● **EXERCISE DESCRIPTION**
Repeat every record exactly, but keep images out of the copy.

* * *

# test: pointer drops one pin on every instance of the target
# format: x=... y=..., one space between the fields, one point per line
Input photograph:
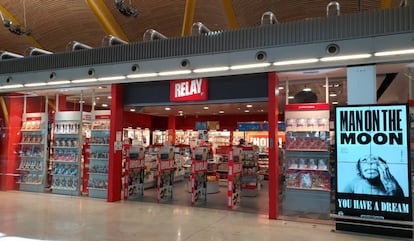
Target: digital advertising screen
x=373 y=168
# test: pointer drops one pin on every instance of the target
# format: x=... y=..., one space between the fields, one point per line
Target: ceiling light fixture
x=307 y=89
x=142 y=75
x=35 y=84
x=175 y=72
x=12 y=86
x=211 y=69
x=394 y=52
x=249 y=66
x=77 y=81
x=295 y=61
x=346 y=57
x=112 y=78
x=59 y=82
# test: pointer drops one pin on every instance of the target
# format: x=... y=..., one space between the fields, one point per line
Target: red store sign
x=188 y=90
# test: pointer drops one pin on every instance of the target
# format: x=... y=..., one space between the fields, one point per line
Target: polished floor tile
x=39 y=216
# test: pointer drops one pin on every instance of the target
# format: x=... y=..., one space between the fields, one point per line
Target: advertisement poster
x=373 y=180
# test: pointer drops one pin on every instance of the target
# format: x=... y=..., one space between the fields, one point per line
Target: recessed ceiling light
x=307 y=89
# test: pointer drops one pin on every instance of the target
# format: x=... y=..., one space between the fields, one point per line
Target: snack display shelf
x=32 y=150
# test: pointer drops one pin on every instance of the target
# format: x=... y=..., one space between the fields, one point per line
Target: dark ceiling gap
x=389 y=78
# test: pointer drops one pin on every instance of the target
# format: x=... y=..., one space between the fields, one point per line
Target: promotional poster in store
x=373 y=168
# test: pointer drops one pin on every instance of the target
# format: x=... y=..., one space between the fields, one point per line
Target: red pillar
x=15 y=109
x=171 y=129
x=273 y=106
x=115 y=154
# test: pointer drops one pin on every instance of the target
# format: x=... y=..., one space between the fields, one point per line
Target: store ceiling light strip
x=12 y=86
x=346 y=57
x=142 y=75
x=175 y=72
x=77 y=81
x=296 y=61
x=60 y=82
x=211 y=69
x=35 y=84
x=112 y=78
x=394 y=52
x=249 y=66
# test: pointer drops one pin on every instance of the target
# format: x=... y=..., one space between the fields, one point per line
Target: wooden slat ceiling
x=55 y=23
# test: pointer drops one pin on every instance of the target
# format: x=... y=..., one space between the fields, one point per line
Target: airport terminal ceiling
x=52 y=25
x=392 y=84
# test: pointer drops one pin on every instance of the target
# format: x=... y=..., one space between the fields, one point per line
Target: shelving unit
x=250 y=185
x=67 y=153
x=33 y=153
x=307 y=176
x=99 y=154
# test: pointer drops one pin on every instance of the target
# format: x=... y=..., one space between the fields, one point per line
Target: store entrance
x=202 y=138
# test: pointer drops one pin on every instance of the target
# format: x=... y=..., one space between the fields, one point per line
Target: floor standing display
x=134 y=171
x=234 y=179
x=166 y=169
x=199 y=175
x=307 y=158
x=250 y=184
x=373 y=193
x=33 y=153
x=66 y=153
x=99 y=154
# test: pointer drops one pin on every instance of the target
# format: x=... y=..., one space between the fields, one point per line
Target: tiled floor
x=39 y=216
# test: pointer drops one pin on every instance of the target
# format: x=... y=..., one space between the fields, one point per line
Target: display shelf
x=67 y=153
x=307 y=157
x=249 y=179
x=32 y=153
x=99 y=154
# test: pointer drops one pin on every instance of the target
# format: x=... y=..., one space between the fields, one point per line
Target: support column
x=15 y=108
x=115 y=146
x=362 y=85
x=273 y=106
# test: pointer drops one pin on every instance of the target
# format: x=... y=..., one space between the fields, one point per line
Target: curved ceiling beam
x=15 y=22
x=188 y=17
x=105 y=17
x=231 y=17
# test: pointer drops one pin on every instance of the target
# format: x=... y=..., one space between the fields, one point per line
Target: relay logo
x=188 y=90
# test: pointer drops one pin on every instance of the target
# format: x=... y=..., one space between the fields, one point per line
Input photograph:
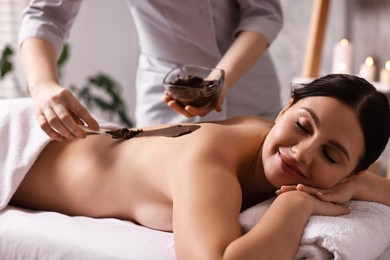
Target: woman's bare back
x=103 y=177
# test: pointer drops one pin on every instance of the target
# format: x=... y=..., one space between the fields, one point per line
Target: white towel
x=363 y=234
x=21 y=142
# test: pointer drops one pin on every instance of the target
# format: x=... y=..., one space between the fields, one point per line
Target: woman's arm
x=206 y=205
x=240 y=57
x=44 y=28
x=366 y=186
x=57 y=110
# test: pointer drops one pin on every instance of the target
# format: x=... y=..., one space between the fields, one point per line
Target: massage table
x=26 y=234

* * *

● **ANSWER TO THIS EXERCISE**
# test: pointer drops one pin on every instance of the target
# format: x=... y=..., one space between the fields, one point per line
Input photograph:
Target: digital advertising screen
x=373 y=168
# test: pointer drops one pin on every instance of the target
# format: x=... y=..., one space between the fields, one point per line
Target: ceiling light fixture
x=307 y=89
x=142 y=75
x=35 y=84
x=175 y=72
x=12 y=86
x=211 y=69
x=394 y=52
x=249 y=66
x=77 y=81
x=295 y=61
x=346 y=57
x=112 y=78
x=59 y=82
# test: pointer drops one pin on every instance of the target
# format: x=... y=..., one space between the fields, one point per line
Target: red store sign
x=188 y=90
# test: pointer drops one pin on every instance of the target
# format: x=... y=..., one space between the fields, one point per line
Target: polished floor tile
x=39 y=216
# test: pointer drops one pin on every instance of the target
# format: x=... y=..., one space between the fields, one point per line
Target: advertisement poster
x=373 y=180
# test: pointer drops one pin on every instance of the target
# format: x=... y=..., one space between the fields, one point per line
Target: recessed ceiling light
x=307 y=89
# test: pointer drops one pin on every instance of the target
# format: x=... y=..., one space between the fields, one point per line
Target: snack display shelf
x=32 y=150
# test: pointer drops one pin on every instance of the target
# format: x=... y=..., one space between the fields, one point per line
Target: dark ceiling gap
x=389 y=78
# test: pointer drops one pin on every instance of the target
# format: x=... y=..., one space between the fields, one point per line
Target: promotional poster in store
x=373 y=168
# test: pointer drops one pin on every instance of the target
# format: x=... y=..., one space between the fields, one point per line
Target: red pillar
x=15 y=109
x=171 y=129
x=273 y=106
x=115 y=154
# test: pointer drops one pin on every instance of the target
# format: x=... y=..., one space between the fields, one point per line
Target: store ceiling light strip
x=12 y=86
x=346 y=57
x=142 y=75
x=175 y=72
x=77 y=81
x=296 y=61
x=60 y=82
x=211 y=69
x=35 y=84
x=112 y=78
x=394 y=52
x=249 y=66
# test: pointer drops one pin on every instance of the target
# format: x=... y=..., one space between the fields, one point per line
Target: wooden slat ceiling
x=55 y=23
# test: pointer drops one pin on every instance of the target
# format: x=... y=..., one space between the fields, one point per line
Target: airport terminal ceiling
x=52 y=25
x=392 y=84
# test: pointer drops one pin on every instance of the target
# format: x=... y=..., one space between the fields, one point per line
Target: shelving unit
x=250 y=185
x=67 y=153
x=33 y=153
x=307 y=176
x=99 y=154
# test: pointer drops one pin on every instance of the target
# format: x=... y=..., one space between the fields, one point per line
Target: store entrance
x=202 y=138
# test: pointer drops one pin on every instance of the target
# format: x=... y=..., one space between the fields, one point per line
Target: floor standing display
x=134 y=171
x=234 y=179
x=166 y=169
x=199 y=175
x=307 y=158
x=250 y=184
x=373 y=193
x=33 y=153
x=66 y=153
x=99 y=154
# test: pointer drops one pin on every instance of the target
# format: x=... y=..., one space between the fields, one point per line
Target: tiled floor
x=39 y=216
# test: pointer drops one pin on every instance of the target
# format: x=... y=..., one space between the fields, one point per line
Target: display shelf
x=67 y=153
x=307 y=157
x=249 y=179
x=32 y=153
x=99 y=154
# test: pointer drops one pin on every instance of the target
# format: x=... y=..., one space between the fields, one point per line
Target: support column
x=15 y=108
x=115 y=146
x=362 y=85
x=273 y=106
# test: pointer drops one pin on every instance of the target
# format: x=... y=..., one space between the fields, one point per line
Target: curved ceiling beam
x=15 y=22
x=188 y=17
x=105 y=17
x=231 y=17
# test: pointer drops one pin on every instance of the target
# format: x=... y=..., one space between the fields, one point per line
Target: relay logo
x=188 y=90
# test: pointer drops one pin on every instance of the target
# format: x=... y=..., one space between the fields, one point per line
Input photograph:
Target: woman's bare back
x=103 y=177
# test: pointer drops one pin on every instance of the target
# format: x=... y=..., one space between the fields, one point per line
Target: white towel
x=363 y=234
x=21 y=142
# test: pointer drops one pin on every instance of the target
# format: x=... y=..., one space between the fields, one point per line
Target: woman's arm
x=206 y=205
x=240 y=57
x=44 y=28
x=366 y=186
x=57 y=110
# test: pointer drops one pin on every instance of the target
# format: x=... y=..., one space between the fields, one point per line
Target: massage table
x=26 y=234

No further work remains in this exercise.